##### DATA FOR ANALYSIS #####

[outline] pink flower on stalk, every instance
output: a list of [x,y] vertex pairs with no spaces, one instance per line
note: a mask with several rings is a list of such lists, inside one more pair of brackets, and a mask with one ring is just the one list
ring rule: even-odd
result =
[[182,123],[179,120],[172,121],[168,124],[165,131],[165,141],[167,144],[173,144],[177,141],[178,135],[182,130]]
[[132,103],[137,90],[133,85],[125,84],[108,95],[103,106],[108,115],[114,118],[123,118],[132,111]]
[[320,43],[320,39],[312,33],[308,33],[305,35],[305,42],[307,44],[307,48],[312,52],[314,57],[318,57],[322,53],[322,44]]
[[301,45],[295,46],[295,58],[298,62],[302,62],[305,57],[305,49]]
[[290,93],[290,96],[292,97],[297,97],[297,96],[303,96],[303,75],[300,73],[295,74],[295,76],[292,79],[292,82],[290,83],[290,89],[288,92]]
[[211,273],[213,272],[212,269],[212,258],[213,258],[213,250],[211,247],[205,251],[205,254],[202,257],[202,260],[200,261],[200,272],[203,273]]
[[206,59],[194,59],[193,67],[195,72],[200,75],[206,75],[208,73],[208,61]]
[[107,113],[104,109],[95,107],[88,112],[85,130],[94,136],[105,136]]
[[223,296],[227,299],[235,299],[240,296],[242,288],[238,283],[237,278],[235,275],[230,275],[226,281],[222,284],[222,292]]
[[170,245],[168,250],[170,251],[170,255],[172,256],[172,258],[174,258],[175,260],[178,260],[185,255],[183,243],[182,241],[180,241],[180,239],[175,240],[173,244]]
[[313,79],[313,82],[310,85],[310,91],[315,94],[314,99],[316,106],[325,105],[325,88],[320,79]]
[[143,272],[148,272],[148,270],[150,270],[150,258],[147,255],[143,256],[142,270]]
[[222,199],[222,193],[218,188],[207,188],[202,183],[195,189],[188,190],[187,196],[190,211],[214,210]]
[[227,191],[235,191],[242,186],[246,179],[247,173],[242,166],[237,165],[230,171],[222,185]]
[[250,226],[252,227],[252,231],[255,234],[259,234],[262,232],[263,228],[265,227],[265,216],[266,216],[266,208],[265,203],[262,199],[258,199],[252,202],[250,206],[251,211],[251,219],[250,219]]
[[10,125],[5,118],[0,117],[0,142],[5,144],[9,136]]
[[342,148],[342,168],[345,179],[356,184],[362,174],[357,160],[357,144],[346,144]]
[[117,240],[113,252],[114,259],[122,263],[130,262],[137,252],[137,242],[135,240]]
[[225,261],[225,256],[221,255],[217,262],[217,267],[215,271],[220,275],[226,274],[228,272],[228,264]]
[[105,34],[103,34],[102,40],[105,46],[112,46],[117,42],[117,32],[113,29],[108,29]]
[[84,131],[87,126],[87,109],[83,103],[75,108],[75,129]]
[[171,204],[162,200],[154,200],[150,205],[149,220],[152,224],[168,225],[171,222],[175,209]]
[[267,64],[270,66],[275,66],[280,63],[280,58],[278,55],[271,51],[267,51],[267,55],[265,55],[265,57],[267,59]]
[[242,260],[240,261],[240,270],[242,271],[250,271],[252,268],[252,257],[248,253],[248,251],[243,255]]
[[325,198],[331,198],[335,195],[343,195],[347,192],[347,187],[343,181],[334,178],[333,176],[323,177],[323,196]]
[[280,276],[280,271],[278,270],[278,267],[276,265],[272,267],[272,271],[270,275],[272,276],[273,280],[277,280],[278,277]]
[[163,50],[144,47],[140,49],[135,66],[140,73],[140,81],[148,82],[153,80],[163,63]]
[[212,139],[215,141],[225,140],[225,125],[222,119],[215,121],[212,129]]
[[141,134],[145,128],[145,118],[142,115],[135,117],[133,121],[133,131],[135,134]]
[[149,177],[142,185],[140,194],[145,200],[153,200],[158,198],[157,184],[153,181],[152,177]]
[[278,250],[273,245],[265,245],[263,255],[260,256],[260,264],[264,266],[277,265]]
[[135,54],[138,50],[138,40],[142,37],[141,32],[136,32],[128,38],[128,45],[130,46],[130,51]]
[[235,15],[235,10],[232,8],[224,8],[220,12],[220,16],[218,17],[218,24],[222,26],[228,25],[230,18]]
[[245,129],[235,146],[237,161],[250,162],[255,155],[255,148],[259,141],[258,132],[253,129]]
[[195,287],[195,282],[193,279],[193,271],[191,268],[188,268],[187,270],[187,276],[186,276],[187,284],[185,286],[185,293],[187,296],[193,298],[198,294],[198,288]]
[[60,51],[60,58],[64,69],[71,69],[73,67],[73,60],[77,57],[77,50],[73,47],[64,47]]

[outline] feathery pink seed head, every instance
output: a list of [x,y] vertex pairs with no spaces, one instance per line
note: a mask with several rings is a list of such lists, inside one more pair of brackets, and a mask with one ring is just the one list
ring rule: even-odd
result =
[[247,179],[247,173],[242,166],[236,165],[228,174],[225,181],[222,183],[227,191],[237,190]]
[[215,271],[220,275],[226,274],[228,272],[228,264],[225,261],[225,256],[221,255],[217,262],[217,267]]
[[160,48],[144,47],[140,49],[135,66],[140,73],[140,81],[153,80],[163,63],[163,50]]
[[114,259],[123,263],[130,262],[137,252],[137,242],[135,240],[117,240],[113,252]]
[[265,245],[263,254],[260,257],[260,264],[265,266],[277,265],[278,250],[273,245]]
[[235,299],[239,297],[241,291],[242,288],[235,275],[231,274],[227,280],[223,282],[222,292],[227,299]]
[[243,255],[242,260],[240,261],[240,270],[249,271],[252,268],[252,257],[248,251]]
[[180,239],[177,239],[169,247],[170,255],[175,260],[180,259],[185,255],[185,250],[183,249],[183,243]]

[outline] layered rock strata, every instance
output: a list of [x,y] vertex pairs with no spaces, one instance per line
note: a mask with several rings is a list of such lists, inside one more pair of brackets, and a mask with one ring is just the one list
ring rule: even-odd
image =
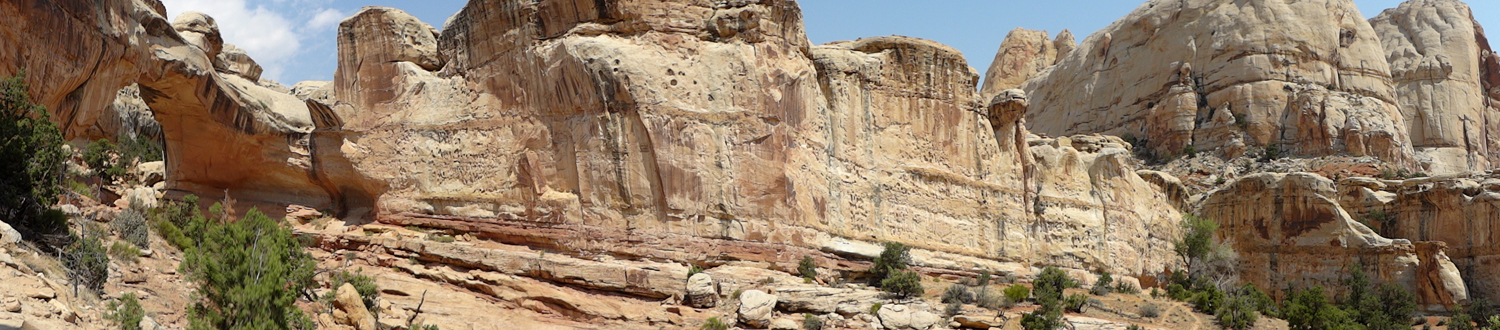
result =
[[[810,46],[791,2],[559,6],[471,2],[438,54],[393,37],[425,31],[385,28],[410,21],[393,10],[341,25],[334,85],[353,106],[335,112],[354,167],[390,187],[376,218],[862,257],[897,241],[934,256],[919,263],[1022,273],[993,260],[1123,274],[1175,262],[1176,210],[1154,202],[1128,145],[1028,141],[1024,93],[986,106],[952,48]],[[413,62],[425,58],[446,62]]]
[[1240,279],[1263,288],[1343,292],[1349,268],[1363,267],[1377,282],[1417,293],[1427,310],[1468,300],[1447,240],[1382,237],[1351,216],[1340,193],[1316,174],[1255,174],[1208,193],[1198,214],[1220,224],[1217,238],[1238,253]]
[[1031,128],[1162,156],[1277,146],[1413,159],[1380,36],[1350,0],[1153,0],[1028,81]]

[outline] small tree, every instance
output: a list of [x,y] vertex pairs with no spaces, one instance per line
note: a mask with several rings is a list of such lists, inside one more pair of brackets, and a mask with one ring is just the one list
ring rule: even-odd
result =
[[809,282],[818,279],[818,263],[812,256],[802,256],[802,261],[797,263],[797,274]]
[[232,223],[212,221],[188,249],[182,273],[197,285],[190,329],[307,329],[295,305],[312,287],[314,263],[290,229],[251,209]]
[[1114,281],[1114,278],[1109,276],[1109,271],[1104,271],[1099,274],[1099,279],[1094,281],[1094,287],[1089,289],[1089,293],[1095,296],[1108,295],[1110,291],[1114,291],[1114,288],[1110,287]]
[[1198,217],[1192,214],[1182,215],[1182,238],[1178,239],[1174,250],[1182,262],[1188,264],[1188,269],[1193,269],[1195,263],[1202,262],[1210,252],[1214,250],[1214,232],[1219,230],[1219,223],[1208,218]]
[[870,285],[881,286],[886,277],[906,270],[908,264],[911,264],[911,248],[901,243],[885,243],[885,250],[880,251],[870,266]]
[[823,330],[823,319],[812,314],[802,314],[802,330]]
[[921,296],[922,277],[917,272],[896,271],[880,282],[880,289],[902,298]]
[[1037,310],[1021,317],[1021,326],[1028,330],[1052,330],[1062,326],[1063,289],[1077,287],[1078,282],[1055,267],[1042,269],[1031,282],[1032,294],[1036,296]]
[[1245,330],[1255,326],[1260,312],[1255,310],[1255,304],[1249,297],[1236,294],[1225,299],[1224,305],[1219,307],[1214,317],[1218,318],[1219,325],[1224,329]]
[[120,323],[120,330],[141,330],[141,319],[145,317],[146,310],[141,309],[135,292],[120,296],[118,302],[110,302],[108,314],[104,315],[105,319]]
[[334,273],[331,279],[332,283],[330,284],[332,285],[329,287],[333,288],[333,290],[323,295],[324,302],[331,303],[338,296],[338,288],[343,287],[344,283],[349,283],[354,286],[355,292],[359,292],[360,300],[365,303],[365,308],[369,309],[370,313],[375,313],[379,310],[379,306],[375,305],[375,298],[380,296],[380,287],[375,285],[374,278],[361,273],[340,270],[338,273]]
[[25,71],[0,78],[0,221],[48,251],[68,244],[68,221],[48,212],[62,192],[62,131],[31,103]]
[[108,253],[98,236],[88,234],[75,239],[63,253],[68,277],[94,292],[103,290],[104,282],[109,280]]
[[1323,287],[1293,291],[1281,311],[1287,326],[1293,330],[1356,329],[1349,314],[1328,301]]
[[1031,296],[1031,288],[1025,285],[1015,284],[1005,288],[1005,300],[1018,303]]

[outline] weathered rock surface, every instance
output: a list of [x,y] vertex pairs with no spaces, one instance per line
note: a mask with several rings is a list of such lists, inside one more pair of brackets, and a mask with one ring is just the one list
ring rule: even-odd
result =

#####

### PROBLEM TO WORK ON
The lines that contain the word "pink" are wanted; copy each of them from the records.

### COMPLETED TASK
[outline] pink flower on stalk, every instance
[outline] feathery pink seed head, every instance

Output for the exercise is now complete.